• [WORK TO DO] Convert the material below into a JSON list of strings, with one string per line and no entries for blank lines.

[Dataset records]
* * * * * * *
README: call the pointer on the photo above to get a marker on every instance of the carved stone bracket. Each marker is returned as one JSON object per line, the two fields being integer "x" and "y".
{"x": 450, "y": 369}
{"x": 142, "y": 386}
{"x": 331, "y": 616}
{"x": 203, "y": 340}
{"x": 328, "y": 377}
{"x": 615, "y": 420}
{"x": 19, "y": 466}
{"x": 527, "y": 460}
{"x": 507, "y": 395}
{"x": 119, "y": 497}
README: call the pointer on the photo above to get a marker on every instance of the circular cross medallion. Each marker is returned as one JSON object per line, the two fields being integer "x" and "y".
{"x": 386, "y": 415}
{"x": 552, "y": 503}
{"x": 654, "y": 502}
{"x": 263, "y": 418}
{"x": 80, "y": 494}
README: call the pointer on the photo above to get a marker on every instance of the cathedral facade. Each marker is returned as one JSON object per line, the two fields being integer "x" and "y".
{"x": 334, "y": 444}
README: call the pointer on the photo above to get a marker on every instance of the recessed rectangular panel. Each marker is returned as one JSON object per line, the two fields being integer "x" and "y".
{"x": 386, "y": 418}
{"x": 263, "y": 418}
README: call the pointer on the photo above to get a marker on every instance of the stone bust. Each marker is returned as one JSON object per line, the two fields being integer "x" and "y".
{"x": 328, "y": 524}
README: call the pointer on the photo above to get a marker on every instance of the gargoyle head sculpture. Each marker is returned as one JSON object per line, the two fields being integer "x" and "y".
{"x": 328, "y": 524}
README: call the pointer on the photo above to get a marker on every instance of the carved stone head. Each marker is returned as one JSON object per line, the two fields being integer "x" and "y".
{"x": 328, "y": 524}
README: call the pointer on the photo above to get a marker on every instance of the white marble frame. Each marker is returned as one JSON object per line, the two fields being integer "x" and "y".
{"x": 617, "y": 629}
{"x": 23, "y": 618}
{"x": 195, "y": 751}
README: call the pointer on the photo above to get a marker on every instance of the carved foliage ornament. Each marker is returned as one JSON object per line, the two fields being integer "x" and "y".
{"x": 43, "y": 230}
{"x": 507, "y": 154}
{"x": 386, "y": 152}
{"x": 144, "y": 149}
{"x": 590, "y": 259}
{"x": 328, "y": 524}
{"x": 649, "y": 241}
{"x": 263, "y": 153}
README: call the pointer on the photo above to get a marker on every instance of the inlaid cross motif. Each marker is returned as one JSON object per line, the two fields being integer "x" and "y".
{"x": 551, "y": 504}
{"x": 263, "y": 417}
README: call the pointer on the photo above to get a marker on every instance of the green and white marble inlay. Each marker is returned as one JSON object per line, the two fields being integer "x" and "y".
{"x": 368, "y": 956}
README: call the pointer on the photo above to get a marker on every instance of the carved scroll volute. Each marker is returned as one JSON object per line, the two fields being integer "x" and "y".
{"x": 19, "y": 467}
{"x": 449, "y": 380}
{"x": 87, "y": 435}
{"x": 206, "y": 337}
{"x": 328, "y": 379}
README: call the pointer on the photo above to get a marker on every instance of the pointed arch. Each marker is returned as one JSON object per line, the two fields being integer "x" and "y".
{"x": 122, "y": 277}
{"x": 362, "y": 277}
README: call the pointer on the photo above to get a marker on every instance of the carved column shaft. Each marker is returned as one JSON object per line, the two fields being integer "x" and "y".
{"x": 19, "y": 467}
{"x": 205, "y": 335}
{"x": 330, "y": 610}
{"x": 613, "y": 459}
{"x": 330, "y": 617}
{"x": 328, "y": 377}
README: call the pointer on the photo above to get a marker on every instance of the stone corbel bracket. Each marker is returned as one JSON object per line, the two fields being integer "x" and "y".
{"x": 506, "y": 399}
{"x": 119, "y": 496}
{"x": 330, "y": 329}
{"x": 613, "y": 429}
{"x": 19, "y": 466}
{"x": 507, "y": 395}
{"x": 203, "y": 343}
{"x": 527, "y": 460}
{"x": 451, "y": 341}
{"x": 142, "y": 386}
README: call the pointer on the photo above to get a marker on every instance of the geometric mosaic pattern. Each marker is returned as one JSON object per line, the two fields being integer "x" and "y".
* * * * * * *
• [RESPONSE TO THIS TASK]
[
  "README: call the pointer on the photo above to get a marker on every instance of the carved stone bracket. Each marker is returned as one JSON object per line, the two fields being integer \"x\" and \"y\".",
  "{\"x\": 450, \"y\": 369}",
  "{\"x\": 142, \"y\": 386}",
  "{\"x\": 331, \"y\": 616}",
  "{\"x\": 203, \"y\": 340}",
  "{\"x\": 328, \"y\": 377}",
  "{\"x\": 615, \"y\": 420}",
  "{\"x\": 19, \"y\": 466}",
  "{\"x\": 527, \"y\": 460}",
  "{\"x\": 507, \"y\": 395}",
  "{\"x\": 119, \"y\": 497}",
  "README: call the pointer on the photo above to get a marker on every instance of the circular cross medallion. Each marker is returned as one JSON object per line, the two fields being integer \"x\" and \"y\".",
  "{\"x\": 386, \"y\": 415}",
  "{\"x\": 552, \"y\": 503}",
  "{\"x\": 654, \"y\": 502}",
  "{\"x\": 263, \"y\": 418}",
  "{\"x\": 80, \"y\": 494}",
  "README: call the pointer on the photo above to get a marker on every instance of the cathedral facade. Each marker is returned as one JSON object per line, the two fields being integer \"x\" and \"y\".",
  "{\"x\": 334, \"y\": 444}",
  "README: call the pointer on the photo above to get a marker on every instance of the recessed rectangular panel. Each marker is returned as one JSON object per line, the two fields being integer \"x\" and \"y\".",
  "{\"x\": 386, \"y\": 418}",
  "{\"x\": 263, \"y\": 418}",
  "README: call the pointer on the photo above to get a marker on every instance of the stone bust. Each marker is returned as one JSON object per line, the two fields being integer \"x\" and \"y\".",
  "{\"x\": 328, \"y\": 524}",
  "README: call the pointer on the photo above to get a marker on every instance of the gargoyle head sculpture. Each marker is returned as one JSON object per line, the two fields being integer \"x\" and \"y\".",
  "{\"x\": 328, \"y\": 524}",
  "README: call the pointer on the photo above to get a marker on every instance of the carved stone head. Each marker is returned as one JSON object per line, the two fields being integer \"x\" and \"y\".",
  "{\"x\": 328, \"y\": 524}",
  "README: call the pointer on the photo above to get a marker on every instance of the white marble frame. Each marker is returned as one JSON object per line, the two fields being integer \"x\" and \"y\".",
  "{\"x\": 617, \"y\": 629}",
  "{\"x\": 23, \"y\": 618}",
  "{\"x\": 195, \"y\": 751}",
  "README: call the pointer on the photo above to get a marker on every instance of the carved foliage ornament. Each marker is returned as one JSON object per line, the two fields being integer \"x\" and \"y\".",
  "{\"x\": 43, \"y\": 230}",
  "{\"x\": 507, \"y\": 154}",
  "{\"x\": 386, \"y\": 152}",
  "{\"x\": 144, \"y\": 149}",
  "{\"x\": 590, \"y\": 259}",
  "{\"x\": 328, \"y\": 524}",
  "{\"x\": 649, \"y\": 241}",
  "{\"x\": 263, \"y\": 153}",
  "README: call the pointer on the photo above to get a marker on every instance of the inlaid cross motif. Each marker is returned as one JSON object per line, the two fields being integer \"x\" and \"y\".",
  "{\"x\": 551, \"y\": 504}",
  "{\"x\": 263, \"y\": 417}",
  "README: call the pointer on the photo above to get a marker on every instance of the green and white marble inlay. Each marker is returned as one JSON object per line, the two fields being integer \"x\" and \"y\".",
  "{\"x\": 368, \"y\": 956}",
  "README: call the pointer on the photo above to get a marker on every instance of the carved scroll volute. Each marker is returned as one JSON object per line, the two fields being integer \"x\" and \"y\".",
  "{\"x\": 19, \"y\": 467}",
  "{\"x\": 449, \"y\": 380}",
  "{\"x\": 87, \"y\": 435}",
  "{\"x\": 206, \"y\": 337}",
  "{\"x\": 328, \"y\": 379}",
  "README: call the pointer on the photo above to get a marker on every instance of the pointed arch. Each marker is returned as one JSON object per line, the two fields being integer \"x\" and \"y\".",
  "{\"x\": 122, \"y\": 277}",
  "{\"x\": 362, \"y\": 277}",
  "README: call the pointer on the photo above to get a marker on every instance of the carved column shaft. Each marker is returned as one JSON object per line, the two fields being integer \"x\" and \"y\".",
  "{\"x\": 19, \"y\": 467}",
  "{\"x\": 205, \"y\": 335}",
  "{\"x\": 330, \"y\": 610}",
  "{\"x\": 613, \"y\": 459}",
  "{\"x\": 330, \"y\": 617}",
  "{\"x\": 328, \"y\": 377}",
  "README: call the pointer on the photo above to get a marker on every instance of the stone corbel bracket. Each marker is returned as one JSON object per line, the two fields being integer \"x\" and \"y\".",
  "{\"x\": 506, \"y\": 399}",
  "{\"x\": 119, \"y\": 496}",
  "{\"x\": 330, \"y\": 329}",
  "{\"x\": 613, \"y\": 429}",
  "{\"x\": 19, \"y\": 466}",
  "{\"x\": 507, \"y\": 395}",
  "{\"x\": 203, \"y\": 343}",
  "{\"x\": 527, \"y\": 460}",
  "{\"x\": 451, \"y\": 341}",
  "{\"x\": 142, \"y\": 386}",
  "README: call the pointer on the photo above to get a marker on every instance of the geometric mosaic pattern. Each marker is returned as one JSON object per line, the two fields being integer \"x\" and \"y\"."
]